[BEGIN]

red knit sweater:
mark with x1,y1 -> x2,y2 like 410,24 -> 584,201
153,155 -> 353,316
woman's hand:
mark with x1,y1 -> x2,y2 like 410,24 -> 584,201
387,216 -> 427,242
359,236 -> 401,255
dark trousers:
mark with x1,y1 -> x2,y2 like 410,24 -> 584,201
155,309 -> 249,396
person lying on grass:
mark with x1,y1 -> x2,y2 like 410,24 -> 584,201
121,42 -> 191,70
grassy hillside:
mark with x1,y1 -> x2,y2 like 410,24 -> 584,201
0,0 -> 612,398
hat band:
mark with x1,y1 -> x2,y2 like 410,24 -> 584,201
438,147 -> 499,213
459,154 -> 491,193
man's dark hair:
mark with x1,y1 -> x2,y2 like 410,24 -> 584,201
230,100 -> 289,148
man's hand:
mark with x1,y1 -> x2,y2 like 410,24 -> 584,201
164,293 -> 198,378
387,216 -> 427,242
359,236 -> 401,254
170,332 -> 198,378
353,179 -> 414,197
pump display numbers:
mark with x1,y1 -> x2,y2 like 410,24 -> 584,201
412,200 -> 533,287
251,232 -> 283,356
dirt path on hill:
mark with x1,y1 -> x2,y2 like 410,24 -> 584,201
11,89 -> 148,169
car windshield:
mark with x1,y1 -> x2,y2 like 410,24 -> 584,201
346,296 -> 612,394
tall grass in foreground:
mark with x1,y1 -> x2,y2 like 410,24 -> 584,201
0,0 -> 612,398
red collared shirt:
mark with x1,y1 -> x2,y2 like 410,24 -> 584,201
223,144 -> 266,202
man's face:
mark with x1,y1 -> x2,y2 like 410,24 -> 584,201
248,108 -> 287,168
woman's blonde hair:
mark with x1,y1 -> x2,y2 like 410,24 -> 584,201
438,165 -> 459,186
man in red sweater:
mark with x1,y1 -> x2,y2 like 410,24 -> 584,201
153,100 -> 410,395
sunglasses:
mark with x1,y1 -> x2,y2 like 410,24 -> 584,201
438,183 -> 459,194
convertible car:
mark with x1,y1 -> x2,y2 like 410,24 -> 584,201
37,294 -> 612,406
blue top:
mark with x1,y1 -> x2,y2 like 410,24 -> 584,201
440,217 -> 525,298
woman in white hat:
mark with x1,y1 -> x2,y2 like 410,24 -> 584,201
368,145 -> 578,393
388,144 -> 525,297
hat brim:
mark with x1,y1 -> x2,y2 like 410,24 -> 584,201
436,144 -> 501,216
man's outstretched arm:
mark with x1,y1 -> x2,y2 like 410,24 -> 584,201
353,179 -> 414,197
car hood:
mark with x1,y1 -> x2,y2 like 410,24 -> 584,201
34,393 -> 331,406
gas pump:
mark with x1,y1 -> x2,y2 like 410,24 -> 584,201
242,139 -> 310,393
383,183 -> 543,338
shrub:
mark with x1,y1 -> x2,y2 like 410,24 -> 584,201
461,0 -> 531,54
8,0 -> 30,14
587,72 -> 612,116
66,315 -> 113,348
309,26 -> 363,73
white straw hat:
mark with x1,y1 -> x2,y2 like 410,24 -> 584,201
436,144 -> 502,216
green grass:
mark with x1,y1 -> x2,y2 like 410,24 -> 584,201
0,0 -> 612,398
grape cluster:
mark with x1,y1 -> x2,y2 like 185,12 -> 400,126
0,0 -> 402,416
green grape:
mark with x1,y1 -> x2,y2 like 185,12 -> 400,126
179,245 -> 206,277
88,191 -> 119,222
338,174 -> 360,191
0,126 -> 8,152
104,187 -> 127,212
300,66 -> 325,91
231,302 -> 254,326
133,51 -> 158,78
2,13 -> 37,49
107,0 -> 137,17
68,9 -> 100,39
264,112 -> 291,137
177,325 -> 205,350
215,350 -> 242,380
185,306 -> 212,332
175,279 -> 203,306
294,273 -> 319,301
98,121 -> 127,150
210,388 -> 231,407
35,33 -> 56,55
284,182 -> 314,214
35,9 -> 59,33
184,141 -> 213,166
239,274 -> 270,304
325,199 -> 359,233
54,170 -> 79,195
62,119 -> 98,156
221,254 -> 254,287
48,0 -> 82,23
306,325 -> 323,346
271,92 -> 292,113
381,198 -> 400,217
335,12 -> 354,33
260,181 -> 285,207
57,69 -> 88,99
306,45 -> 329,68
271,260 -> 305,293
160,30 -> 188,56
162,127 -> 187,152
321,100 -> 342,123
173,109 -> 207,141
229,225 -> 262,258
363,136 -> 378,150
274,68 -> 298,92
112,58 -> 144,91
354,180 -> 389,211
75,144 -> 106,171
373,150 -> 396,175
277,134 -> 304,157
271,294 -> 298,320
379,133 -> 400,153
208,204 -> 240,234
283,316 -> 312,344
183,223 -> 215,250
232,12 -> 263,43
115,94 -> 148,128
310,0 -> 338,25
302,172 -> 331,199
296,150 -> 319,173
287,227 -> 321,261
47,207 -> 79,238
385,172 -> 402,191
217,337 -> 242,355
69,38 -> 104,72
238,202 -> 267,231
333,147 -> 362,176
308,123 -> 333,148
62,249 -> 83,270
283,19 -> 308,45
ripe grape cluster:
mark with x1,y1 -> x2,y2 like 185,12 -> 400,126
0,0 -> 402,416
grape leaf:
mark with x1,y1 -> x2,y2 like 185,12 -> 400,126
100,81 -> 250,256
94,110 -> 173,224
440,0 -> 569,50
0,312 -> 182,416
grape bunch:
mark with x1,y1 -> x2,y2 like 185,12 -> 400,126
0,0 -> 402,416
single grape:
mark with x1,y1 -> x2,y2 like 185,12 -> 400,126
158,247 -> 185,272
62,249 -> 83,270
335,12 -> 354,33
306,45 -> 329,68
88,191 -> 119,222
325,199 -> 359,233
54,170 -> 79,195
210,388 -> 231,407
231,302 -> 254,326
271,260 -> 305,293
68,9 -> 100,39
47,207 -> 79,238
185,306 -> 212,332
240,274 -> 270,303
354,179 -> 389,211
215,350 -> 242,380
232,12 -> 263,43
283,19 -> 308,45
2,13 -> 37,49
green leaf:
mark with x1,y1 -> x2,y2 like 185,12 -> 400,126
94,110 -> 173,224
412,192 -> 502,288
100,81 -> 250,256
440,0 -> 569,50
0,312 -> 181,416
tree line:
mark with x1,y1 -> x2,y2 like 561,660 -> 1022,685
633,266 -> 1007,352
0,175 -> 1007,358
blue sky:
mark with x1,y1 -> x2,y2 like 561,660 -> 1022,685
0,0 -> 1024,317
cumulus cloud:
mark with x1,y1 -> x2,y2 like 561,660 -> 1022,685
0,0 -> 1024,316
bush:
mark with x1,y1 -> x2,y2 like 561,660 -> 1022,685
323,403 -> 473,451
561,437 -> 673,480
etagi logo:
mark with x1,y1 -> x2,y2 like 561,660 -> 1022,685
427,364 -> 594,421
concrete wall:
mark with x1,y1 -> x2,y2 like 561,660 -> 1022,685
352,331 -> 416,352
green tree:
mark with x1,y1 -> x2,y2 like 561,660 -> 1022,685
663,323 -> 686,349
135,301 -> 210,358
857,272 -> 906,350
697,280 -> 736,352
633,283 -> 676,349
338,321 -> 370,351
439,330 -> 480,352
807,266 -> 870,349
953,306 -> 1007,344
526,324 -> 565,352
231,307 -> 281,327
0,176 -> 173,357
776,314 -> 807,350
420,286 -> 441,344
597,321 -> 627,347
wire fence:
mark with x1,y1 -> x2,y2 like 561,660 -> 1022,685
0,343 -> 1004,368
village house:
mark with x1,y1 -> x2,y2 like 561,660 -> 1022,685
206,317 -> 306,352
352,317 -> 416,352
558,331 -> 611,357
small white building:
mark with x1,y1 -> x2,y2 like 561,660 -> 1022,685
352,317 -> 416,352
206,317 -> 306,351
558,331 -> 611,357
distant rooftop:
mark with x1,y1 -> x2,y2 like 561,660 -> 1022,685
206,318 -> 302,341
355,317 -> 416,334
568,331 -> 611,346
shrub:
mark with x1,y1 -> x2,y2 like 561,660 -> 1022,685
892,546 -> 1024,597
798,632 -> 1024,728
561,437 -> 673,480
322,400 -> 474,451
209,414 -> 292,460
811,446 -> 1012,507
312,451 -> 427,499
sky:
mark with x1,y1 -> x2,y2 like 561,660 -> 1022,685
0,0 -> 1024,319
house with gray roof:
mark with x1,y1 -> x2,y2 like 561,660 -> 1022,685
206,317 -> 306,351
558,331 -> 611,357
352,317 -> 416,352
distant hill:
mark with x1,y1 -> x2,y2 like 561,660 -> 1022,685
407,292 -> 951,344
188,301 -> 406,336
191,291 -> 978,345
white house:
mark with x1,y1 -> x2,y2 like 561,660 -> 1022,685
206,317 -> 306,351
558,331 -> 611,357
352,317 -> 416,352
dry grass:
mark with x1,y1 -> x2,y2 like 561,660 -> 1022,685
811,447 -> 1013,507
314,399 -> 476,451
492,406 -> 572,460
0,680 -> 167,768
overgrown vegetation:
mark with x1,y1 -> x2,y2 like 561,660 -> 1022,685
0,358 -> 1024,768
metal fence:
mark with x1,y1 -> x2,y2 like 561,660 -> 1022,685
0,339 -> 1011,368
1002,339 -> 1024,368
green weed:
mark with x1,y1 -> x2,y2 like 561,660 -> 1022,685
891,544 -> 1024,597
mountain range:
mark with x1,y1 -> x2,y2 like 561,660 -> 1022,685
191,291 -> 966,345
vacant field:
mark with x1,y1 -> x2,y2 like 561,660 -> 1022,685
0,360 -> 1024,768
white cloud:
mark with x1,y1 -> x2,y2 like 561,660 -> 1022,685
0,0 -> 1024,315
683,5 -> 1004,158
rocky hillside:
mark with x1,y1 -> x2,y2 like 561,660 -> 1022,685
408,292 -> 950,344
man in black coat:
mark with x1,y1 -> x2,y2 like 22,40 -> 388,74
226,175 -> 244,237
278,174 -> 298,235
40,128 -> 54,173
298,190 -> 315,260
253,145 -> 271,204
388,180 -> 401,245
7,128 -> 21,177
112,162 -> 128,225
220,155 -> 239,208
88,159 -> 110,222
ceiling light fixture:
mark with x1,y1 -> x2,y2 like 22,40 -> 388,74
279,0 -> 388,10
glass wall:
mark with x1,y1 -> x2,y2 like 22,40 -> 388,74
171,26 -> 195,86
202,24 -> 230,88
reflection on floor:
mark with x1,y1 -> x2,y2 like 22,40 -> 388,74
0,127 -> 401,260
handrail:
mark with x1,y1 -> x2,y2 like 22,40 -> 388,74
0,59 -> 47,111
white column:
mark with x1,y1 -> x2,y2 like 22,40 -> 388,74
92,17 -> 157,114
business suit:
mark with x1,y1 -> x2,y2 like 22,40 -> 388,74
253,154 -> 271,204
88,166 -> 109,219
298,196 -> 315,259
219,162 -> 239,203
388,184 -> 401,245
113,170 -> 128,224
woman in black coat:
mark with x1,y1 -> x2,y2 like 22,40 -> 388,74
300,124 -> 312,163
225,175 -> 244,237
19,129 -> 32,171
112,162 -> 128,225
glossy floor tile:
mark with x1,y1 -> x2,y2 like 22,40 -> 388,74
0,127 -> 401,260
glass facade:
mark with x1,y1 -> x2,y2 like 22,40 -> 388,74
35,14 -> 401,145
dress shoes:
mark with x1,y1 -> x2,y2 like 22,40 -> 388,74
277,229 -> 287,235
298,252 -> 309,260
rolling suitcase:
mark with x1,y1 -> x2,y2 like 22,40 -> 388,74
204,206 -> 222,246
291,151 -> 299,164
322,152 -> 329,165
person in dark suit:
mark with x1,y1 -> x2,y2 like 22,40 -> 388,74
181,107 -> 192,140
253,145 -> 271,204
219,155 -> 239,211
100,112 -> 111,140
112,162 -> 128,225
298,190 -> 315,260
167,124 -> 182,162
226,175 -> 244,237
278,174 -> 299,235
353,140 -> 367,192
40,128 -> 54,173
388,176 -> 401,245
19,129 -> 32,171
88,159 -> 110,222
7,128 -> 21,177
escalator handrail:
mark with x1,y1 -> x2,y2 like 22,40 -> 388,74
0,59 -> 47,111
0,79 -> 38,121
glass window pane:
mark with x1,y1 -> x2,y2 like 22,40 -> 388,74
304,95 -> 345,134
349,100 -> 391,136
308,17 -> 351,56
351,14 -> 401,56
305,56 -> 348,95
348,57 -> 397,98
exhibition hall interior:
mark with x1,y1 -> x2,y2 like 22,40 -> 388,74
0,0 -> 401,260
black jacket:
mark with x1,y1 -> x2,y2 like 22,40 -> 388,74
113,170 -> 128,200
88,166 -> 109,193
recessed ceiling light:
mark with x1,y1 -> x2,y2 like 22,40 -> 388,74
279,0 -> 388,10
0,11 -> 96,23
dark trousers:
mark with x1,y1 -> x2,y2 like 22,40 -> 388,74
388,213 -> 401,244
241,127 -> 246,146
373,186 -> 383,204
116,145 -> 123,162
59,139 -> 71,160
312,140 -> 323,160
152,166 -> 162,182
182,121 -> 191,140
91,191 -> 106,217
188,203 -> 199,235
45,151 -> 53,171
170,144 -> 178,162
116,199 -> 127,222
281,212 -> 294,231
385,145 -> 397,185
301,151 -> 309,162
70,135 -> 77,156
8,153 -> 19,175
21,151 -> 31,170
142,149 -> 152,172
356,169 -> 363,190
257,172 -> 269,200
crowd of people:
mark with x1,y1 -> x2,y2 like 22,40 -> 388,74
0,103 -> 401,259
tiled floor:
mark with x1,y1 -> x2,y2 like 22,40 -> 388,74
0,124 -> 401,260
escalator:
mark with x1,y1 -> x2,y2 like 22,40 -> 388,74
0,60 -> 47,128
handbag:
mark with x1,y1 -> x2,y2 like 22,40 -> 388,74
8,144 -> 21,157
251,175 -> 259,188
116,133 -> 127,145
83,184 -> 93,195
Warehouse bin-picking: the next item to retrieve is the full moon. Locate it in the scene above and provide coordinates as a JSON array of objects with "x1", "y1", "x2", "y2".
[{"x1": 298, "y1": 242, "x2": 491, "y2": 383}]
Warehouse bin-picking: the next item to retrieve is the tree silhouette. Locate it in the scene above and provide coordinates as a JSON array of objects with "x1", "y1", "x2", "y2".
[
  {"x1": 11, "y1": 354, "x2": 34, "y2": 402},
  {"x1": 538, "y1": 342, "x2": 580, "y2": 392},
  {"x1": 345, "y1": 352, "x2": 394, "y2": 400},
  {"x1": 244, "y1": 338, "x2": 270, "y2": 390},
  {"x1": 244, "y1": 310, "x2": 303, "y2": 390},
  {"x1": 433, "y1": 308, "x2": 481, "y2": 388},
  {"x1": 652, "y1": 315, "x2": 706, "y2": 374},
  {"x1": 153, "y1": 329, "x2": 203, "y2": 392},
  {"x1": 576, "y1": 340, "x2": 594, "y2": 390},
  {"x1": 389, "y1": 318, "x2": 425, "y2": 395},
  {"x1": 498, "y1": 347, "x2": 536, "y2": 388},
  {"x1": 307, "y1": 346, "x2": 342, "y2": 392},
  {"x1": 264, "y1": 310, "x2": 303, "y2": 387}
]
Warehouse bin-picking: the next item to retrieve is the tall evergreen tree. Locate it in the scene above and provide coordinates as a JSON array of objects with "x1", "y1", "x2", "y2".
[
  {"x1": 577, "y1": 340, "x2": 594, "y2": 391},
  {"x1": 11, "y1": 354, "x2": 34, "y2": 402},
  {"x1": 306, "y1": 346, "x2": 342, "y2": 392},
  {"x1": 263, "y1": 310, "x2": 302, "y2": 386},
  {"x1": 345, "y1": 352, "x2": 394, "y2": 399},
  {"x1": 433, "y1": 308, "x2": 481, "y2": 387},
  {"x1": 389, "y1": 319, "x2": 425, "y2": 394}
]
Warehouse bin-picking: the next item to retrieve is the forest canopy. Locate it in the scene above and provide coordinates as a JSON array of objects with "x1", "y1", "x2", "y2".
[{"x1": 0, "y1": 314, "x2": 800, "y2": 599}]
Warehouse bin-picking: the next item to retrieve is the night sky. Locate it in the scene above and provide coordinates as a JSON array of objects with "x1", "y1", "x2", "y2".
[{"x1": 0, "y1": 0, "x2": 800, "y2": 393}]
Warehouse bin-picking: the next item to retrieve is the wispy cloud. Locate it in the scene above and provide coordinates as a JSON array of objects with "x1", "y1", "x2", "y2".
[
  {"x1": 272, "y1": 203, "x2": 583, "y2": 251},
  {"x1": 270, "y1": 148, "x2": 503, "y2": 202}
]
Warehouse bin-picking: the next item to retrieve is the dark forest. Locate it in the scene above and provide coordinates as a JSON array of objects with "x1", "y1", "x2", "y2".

[END]

Instructions to follow:
Reproduce the records above from their start through the line containing "359,236 -> 401,255", switching "knit" to "wool" and leaving everything else unchanged.

Output:
red wool sweater:
mark with x1,y1 -> x2,y2 like 410,24 -> 584,201
153,155 -> 353,316
woman's hand:
mark with x1,y1 -> x2,y2 like 410,24 -> 584,201
387,216 -> 427,242
359,236 -> 401,255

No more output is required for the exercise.